> [Problem description]: When you reach the line in the data below that contains "box: [145, 272, 200, 311]", please start repeating lines exactly, and stop after the line that contains "277L185 278L184 270L171", repeating nothing else.

****************************************

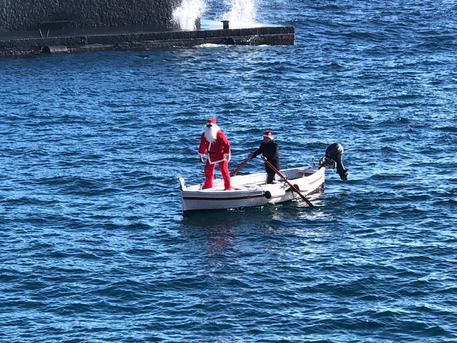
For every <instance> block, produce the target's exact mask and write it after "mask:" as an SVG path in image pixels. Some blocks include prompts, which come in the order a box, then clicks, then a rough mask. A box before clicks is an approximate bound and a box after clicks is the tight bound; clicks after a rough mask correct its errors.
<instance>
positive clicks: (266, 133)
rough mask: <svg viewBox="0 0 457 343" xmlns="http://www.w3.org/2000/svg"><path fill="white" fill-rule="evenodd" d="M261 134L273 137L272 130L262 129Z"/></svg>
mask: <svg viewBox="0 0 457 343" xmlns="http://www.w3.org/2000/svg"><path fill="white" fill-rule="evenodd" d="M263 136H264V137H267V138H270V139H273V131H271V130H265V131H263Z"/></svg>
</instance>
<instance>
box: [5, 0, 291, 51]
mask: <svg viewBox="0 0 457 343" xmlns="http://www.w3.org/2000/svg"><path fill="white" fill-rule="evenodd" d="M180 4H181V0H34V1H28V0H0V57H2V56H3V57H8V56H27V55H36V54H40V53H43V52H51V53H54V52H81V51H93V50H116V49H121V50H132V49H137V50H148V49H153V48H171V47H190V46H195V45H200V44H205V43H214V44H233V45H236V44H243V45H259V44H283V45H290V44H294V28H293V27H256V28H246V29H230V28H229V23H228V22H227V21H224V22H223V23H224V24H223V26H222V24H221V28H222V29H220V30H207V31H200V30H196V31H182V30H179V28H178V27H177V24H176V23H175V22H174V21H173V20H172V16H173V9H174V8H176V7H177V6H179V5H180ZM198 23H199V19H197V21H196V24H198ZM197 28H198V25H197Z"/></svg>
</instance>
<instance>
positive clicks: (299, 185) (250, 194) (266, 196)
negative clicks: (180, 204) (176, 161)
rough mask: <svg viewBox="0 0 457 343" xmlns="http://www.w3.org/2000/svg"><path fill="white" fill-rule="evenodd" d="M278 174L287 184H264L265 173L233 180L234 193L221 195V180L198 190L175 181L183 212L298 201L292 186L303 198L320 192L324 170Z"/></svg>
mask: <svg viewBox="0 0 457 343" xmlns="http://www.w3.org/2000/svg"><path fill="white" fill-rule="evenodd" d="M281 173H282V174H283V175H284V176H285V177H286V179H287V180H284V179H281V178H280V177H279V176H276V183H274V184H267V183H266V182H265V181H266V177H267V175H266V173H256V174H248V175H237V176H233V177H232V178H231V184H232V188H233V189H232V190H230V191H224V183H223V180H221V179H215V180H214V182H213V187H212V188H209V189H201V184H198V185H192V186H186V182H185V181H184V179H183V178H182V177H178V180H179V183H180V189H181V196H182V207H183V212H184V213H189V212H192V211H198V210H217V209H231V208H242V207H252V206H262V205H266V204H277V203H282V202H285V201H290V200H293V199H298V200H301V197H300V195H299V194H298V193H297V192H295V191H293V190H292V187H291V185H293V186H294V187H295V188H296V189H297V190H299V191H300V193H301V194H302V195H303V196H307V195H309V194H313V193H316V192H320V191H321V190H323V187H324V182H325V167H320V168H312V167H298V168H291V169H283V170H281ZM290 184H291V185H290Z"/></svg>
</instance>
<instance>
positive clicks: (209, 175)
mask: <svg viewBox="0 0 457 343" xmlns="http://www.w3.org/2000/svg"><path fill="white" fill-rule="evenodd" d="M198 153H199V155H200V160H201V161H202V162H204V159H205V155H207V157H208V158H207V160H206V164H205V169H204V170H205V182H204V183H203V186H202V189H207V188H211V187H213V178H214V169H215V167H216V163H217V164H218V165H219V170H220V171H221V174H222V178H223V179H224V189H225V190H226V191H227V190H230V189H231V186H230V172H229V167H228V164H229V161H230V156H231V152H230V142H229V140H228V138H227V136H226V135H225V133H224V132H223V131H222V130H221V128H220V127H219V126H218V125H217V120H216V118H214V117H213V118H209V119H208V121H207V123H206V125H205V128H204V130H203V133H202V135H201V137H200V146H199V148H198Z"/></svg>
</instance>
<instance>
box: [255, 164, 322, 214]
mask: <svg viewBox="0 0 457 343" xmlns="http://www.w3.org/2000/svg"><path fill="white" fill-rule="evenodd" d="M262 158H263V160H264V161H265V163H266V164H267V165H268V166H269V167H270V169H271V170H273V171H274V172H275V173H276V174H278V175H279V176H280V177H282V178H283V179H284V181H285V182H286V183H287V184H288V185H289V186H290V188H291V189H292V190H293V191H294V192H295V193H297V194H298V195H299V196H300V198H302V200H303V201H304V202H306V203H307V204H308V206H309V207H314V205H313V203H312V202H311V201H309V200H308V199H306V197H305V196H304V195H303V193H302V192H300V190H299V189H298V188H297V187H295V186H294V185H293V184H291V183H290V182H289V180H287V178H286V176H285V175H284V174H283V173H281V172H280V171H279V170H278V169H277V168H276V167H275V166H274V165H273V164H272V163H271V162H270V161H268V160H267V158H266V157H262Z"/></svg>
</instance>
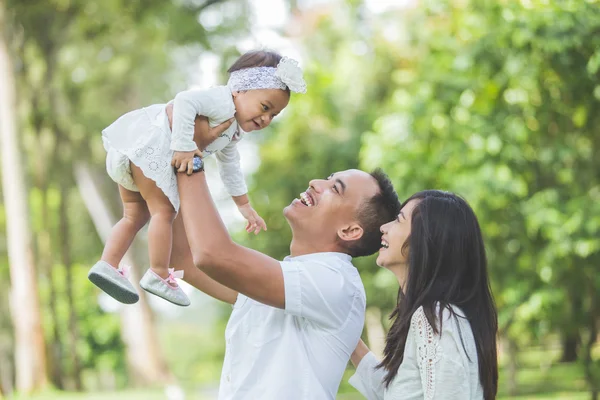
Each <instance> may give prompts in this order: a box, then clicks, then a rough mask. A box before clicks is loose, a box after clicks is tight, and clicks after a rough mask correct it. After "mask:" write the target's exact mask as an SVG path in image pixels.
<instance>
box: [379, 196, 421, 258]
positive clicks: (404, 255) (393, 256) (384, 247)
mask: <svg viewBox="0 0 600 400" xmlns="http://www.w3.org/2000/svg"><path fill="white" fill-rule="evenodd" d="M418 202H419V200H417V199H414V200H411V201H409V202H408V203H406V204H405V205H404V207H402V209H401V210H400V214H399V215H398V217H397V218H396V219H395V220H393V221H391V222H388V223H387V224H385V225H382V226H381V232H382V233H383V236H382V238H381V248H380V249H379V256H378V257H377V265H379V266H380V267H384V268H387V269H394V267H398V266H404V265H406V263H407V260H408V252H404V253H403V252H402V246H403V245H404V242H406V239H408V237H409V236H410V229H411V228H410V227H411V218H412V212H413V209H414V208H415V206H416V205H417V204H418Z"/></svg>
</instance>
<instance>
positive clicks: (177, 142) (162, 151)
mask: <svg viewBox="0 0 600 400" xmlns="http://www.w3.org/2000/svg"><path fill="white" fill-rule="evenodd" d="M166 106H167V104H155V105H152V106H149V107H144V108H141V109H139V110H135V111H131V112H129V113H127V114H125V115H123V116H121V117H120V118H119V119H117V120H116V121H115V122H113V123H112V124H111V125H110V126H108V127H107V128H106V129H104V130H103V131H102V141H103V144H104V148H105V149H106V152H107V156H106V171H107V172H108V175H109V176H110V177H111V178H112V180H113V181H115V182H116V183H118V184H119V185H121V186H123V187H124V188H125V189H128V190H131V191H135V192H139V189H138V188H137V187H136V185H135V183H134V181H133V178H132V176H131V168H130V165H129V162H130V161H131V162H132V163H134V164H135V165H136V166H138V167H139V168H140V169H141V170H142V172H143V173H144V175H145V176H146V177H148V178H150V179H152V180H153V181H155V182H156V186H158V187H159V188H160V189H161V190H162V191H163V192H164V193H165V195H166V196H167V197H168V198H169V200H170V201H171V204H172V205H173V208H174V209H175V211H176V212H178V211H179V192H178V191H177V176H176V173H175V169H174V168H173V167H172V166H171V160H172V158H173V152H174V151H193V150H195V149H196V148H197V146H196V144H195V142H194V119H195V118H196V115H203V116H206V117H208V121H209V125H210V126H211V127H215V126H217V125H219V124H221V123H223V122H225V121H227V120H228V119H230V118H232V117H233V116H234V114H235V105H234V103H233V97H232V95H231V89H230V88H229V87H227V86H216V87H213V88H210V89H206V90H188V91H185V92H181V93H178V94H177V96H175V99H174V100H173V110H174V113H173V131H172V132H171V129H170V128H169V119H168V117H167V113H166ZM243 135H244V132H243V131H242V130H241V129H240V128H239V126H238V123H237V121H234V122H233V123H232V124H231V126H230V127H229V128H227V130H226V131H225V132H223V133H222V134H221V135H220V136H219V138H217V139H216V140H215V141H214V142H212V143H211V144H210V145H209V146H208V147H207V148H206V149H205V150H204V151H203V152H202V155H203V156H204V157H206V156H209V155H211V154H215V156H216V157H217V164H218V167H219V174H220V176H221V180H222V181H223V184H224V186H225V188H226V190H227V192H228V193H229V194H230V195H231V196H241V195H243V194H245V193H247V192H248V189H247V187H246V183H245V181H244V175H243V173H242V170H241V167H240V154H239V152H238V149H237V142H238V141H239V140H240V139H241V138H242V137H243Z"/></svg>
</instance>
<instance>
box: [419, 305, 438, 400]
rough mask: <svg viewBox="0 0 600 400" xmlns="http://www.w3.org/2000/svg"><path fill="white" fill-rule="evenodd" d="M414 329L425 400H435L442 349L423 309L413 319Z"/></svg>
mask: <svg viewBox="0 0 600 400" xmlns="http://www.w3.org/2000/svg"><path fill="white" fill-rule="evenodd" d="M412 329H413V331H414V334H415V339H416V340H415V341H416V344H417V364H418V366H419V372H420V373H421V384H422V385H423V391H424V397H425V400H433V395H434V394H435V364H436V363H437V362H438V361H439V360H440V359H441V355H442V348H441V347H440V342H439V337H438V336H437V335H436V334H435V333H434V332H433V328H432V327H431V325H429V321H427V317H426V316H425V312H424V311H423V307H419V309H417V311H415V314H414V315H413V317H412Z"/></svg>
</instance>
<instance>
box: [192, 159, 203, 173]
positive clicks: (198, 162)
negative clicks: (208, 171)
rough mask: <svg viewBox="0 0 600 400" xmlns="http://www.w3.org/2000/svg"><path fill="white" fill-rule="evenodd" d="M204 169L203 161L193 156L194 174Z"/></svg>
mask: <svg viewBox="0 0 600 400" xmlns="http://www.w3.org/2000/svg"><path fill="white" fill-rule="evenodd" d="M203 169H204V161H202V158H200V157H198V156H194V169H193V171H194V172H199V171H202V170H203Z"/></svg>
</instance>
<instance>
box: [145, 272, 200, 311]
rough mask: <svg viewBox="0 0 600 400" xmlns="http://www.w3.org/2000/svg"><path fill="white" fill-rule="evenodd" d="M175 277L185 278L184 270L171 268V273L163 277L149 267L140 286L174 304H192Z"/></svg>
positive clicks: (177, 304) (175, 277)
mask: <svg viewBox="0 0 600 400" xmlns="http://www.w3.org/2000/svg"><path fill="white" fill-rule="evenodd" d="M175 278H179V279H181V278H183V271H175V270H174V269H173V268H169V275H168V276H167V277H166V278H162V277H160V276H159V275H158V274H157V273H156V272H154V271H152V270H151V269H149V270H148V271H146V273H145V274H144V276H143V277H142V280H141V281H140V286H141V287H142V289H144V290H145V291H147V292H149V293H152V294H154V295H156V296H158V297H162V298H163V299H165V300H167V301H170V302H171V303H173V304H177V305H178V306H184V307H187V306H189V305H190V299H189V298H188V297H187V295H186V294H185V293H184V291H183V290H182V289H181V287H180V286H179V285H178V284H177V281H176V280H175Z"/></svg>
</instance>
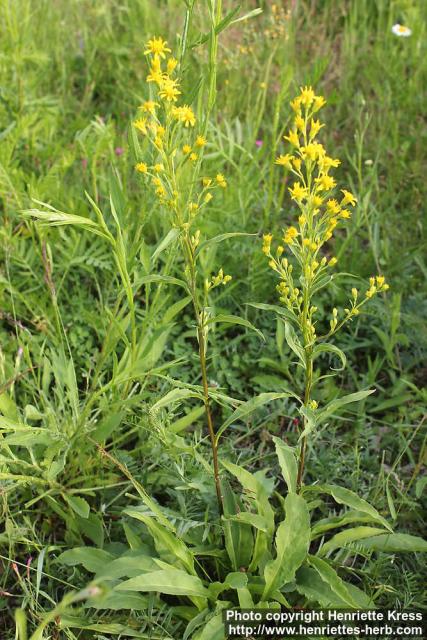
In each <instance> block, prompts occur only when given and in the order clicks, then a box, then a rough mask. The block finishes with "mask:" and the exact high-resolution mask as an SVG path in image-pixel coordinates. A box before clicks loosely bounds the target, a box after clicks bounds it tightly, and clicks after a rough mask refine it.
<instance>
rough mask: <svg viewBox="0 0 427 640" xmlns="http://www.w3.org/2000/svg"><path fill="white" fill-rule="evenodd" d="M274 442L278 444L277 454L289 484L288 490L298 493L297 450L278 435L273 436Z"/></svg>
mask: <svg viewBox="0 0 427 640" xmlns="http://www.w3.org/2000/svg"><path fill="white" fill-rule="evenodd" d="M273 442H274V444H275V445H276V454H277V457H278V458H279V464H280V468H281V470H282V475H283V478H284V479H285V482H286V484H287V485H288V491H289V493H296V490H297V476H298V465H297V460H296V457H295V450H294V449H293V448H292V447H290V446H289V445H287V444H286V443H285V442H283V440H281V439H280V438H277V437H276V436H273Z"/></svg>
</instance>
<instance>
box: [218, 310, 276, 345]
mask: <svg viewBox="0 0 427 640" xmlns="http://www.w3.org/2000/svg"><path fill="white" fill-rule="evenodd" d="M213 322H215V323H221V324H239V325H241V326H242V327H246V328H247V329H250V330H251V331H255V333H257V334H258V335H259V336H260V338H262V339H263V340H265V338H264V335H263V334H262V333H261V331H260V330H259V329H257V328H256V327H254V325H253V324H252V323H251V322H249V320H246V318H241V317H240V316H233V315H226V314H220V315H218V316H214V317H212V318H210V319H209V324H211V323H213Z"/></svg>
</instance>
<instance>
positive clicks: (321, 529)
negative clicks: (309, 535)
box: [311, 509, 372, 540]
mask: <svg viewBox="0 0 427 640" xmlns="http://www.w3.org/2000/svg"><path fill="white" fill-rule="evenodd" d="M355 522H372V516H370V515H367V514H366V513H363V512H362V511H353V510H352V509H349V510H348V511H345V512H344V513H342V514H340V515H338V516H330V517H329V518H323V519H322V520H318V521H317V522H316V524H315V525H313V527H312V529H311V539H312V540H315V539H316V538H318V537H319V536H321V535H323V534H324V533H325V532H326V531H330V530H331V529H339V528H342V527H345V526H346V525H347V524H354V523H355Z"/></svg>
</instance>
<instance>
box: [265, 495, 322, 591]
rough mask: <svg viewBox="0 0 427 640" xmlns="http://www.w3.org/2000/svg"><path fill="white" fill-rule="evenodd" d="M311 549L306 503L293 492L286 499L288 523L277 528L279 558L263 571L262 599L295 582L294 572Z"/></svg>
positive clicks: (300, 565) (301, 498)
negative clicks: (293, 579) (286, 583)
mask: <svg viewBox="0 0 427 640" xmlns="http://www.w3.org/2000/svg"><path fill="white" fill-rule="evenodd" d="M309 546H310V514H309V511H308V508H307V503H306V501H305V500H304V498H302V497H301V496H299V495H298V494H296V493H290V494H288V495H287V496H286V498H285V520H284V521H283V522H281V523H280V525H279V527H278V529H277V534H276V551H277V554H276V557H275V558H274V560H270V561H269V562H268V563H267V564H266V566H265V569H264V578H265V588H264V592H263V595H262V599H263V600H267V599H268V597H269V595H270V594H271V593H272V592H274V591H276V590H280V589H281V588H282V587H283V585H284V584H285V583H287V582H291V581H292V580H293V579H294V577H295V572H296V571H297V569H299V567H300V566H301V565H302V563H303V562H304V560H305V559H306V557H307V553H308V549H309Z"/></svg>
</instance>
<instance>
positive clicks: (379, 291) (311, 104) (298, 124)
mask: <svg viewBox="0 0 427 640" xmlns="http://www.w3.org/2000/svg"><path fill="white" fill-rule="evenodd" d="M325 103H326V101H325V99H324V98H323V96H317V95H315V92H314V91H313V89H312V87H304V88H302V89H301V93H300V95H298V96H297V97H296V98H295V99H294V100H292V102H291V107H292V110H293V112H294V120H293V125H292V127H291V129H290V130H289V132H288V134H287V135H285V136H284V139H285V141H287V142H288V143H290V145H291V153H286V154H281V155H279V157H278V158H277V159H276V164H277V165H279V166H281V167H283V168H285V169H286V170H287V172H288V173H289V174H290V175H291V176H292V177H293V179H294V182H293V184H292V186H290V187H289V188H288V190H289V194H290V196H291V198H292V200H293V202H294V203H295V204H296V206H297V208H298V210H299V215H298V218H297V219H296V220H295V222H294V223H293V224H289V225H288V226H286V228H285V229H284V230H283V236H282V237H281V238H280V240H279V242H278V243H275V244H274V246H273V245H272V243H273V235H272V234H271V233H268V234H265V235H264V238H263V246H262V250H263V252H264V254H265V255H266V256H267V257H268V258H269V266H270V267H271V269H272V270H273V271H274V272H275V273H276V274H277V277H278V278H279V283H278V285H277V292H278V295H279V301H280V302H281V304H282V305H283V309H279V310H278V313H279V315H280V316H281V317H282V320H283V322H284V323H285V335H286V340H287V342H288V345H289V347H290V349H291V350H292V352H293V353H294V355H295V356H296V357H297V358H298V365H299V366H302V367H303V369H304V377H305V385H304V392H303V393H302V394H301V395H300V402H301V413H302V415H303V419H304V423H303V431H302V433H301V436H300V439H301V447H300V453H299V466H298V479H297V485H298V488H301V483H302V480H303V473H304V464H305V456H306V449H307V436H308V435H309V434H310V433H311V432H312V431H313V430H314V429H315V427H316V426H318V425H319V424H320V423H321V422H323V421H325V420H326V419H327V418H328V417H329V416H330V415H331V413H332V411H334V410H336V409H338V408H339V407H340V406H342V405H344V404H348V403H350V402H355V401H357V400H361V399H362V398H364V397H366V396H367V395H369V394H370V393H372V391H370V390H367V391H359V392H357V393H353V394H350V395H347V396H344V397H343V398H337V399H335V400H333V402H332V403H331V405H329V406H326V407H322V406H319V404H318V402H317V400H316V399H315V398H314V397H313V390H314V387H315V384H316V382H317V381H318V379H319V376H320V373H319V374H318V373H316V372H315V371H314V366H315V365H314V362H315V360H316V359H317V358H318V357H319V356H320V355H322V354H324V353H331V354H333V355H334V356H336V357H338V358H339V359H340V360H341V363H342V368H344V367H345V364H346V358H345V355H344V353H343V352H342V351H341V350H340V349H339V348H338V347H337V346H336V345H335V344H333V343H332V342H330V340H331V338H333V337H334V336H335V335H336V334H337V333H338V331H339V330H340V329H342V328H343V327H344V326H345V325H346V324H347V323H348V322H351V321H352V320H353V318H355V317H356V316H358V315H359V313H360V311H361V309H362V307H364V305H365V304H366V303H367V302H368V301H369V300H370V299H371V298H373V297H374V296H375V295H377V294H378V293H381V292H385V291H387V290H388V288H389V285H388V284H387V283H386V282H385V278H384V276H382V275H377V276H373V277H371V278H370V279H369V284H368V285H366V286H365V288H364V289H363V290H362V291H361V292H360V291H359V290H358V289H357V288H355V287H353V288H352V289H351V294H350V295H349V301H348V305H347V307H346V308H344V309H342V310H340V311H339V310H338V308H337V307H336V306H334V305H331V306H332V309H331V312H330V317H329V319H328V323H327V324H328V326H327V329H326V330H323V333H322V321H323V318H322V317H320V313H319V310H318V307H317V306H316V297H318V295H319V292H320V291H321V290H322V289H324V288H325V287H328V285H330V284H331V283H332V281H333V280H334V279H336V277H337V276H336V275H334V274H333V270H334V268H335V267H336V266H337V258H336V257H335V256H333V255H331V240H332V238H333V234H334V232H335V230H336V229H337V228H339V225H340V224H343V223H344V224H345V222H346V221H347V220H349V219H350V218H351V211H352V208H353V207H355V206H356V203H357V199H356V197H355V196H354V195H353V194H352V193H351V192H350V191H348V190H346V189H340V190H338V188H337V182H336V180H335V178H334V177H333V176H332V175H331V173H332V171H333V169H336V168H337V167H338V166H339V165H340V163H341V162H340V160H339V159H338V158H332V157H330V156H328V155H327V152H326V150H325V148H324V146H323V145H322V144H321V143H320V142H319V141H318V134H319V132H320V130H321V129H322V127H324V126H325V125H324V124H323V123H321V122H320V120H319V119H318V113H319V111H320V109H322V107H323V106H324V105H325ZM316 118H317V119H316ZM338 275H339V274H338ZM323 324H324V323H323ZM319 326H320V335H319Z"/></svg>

****************************************

> [Final answer]:
box: [145, 272, 200, 311]
rough mask: <svg viewBox="0 0 600 400" xmlns="http://www.w3.org/2000/svg"><path fill="white" fill-rule="evenodd" d="M175 277L185 278L184 270L171 268V273L163 277L149 267L140 286L174 304H192Z"/></svg>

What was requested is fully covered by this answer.